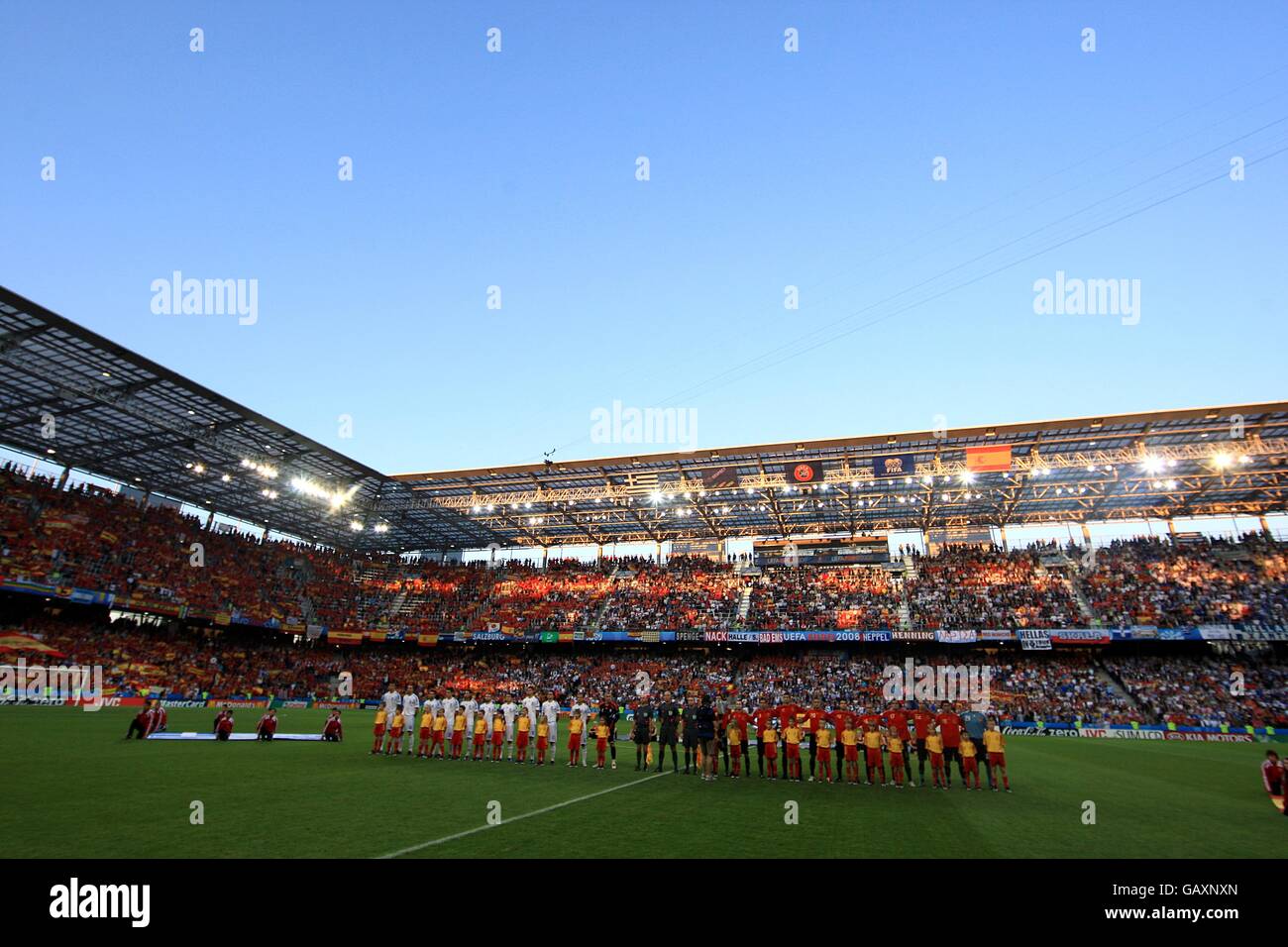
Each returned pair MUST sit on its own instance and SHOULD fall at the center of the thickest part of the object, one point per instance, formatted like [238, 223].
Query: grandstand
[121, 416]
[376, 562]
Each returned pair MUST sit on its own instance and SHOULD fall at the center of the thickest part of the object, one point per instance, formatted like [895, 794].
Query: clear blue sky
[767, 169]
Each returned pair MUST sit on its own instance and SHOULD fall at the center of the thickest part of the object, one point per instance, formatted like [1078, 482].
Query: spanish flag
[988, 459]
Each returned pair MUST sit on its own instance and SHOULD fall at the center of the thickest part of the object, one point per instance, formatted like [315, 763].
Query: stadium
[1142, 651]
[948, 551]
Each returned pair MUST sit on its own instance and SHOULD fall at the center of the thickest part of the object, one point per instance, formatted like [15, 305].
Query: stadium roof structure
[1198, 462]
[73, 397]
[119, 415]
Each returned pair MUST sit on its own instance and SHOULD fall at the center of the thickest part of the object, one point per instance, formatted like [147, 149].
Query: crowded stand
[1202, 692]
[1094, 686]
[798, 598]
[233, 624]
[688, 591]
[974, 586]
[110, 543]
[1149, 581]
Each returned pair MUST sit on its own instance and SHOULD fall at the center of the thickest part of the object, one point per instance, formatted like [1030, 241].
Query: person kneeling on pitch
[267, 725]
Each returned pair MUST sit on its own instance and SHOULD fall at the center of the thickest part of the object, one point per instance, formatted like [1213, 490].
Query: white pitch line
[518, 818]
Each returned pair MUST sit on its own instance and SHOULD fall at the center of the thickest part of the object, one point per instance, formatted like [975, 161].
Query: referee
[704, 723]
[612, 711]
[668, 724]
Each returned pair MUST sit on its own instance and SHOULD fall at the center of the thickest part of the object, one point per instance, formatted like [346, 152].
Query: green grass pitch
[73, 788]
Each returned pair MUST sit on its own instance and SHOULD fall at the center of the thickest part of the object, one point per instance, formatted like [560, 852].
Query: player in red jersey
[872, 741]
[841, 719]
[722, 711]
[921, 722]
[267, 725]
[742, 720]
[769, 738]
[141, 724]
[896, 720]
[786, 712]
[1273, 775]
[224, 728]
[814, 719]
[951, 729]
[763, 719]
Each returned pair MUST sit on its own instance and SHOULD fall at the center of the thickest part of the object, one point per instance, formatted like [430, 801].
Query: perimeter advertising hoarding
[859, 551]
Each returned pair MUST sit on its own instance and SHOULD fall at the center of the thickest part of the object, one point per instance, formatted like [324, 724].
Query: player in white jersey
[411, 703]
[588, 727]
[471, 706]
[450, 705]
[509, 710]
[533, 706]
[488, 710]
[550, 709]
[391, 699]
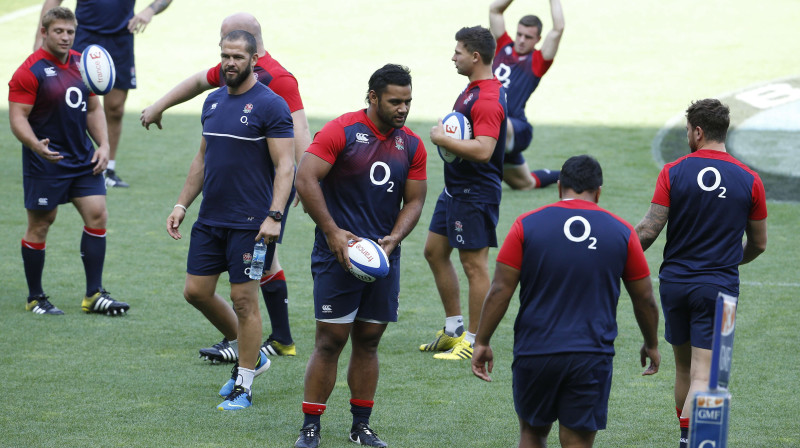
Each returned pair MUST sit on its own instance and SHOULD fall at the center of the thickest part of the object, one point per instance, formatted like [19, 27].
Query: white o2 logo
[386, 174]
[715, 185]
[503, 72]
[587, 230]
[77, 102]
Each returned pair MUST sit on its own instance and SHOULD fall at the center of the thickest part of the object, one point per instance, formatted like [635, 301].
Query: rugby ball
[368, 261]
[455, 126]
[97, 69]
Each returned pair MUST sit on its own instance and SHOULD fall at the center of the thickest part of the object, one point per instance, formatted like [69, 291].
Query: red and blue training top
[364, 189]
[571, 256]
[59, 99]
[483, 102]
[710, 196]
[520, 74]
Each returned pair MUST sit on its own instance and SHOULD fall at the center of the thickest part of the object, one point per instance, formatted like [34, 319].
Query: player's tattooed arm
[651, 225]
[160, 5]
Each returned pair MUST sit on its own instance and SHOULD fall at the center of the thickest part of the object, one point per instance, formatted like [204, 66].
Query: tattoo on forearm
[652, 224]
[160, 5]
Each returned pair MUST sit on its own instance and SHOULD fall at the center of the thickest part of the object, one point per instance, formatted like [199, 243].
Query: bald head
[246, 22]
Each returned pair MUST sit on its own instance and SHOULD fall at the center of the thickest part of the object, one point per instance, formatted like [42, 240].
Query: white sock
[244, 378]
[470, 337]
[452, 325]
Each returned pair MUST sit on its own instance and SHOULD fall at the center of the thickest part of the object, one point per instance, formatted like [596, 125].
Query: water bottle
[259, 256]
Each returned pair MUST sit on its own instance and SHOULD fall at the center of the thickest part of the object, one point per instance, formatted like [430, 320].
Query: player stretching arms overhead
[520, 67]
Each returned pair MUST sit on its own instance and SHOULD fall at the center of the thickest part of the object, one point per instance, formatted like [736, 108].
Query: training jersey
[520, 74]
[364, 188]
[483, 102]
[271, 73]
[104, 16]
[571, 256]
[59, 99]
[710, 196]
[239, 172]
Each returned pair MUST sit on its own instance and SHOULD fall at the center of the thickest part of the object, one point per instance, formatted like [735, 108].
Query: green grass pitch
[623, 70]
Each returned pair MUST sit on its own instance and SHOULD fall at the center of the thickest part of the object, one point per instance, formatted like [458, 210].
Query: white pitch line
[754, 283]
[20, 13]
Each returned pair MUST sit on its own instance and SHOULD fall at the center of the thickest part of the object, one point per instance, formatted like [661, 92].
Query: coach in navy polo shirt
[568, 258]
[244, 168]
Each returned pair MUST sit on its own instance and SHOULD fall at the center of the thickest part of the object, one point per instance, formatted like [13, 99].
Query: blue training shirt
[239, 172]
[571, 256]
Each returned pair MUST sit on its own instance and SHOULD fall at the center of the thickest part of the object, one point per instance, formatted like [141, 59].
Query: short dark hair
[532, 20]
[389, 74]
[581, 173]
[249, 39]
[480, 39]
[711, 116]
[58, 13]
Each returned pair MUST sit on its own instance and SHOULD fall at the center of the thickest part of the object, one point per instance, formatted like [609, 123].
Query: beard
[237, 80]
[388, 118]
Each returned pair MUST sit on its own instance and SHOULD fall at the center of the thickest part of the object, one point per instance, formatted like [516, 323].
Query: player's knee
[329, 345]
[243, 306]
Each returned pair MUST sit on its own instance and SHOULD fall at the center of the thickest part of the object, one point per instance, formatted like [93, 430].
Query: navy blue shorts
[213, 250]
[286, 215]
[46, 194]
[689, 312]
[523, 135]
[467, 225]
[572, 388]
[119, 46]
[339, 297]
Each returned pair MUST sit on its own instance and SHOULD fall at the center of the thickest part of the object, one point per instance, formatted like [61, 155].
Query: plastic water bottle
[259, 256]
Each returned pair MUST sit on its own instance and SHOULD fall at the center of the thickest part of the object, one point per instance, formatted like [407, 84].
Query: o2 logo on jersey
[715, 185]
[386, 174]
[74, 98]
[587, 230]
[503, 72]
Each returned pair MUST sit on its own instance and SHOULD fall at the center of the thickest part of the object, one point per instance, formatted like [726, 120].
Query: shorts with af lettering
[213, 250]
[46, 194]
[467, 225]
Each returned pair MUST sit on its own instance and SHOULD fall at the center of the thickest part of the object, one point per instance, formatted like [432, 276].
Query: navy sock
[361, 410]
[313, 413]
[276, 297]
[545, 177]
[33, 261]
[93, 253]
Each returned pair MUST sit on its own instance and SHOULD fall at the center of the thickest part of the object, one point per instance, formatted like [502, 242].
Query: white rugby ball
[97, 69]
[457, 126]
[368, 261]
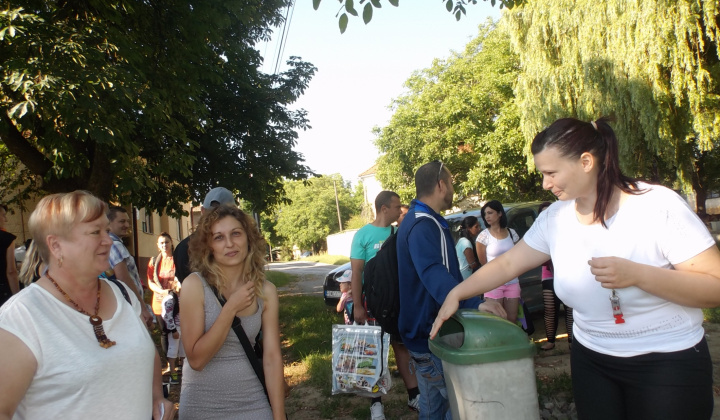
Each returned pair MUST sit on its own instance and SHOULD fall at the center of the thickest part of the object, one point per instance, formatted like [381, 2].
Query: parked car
—————
### GIVEN TASK
Copy out the stretch of the data from the line containing "like [93, 430]." through the end of the data. Offset every coordinate in the answers by 126, leave all other text and numbers unchanged, and omit the picture lines.

### SOLUTION FOR THIS EXERCISE
Each returned pair MUST sit on its own instance and SHOULD fall at the center of the thickest part of the object, one point per instance, formatted like [93, 430].
Query: navy blue shorts
[339, 376]
[412, 341]
[172, 320]
[815, 438]
[649, 261]
[593, 351]
[698, 514]
[245, 172]
[465, 423]
Each returned pair MUST sit on its own instance and SHOULD fall at the center of the thickest part of the object, one point per instance, formatted like [61, 155].
Query: plastic water bottle
[385, 382]
Each returned pair MUST sit on its own instance and SHOULD fall at the center of the thickest part of the object, one point per instance, formatted like [407, 84].
Query: o2 logo on jersey
[841, 311]
[512, 300]
[200, 224]
[713, 356]
[629, 198]
Each returned pair MUST sit on its own instance and SHOULD fall at the center of the thickest part of the object, one point per instance, formatted like [726, 120].
Query: shorts with af lettering
[339, 376]
[172, 320]
[593, 351]
Each returned pair MUST sit on its own instance and SHOULD fall at the center of the thickest part of the object, one point per instance, formatted like [432, 276].
Query: navy sock
[487, 536]
[439, 539]
[402, 423]
[671, 303]
[159, 387]
[219, 379]
Each returned pair MUST sit on its own instance and SHOULD fall at the center of the thickest part of the object, one point per instance, formatted like [502, 242].
Query: white rugby ball
[223, 195]
[583, 252]
[494, 387]
Each returned pair MUST sit on its own instance and SHOULD fall at the center of the thickest part of the object, one point per instance, formatted like [381, 2].
Query: parked car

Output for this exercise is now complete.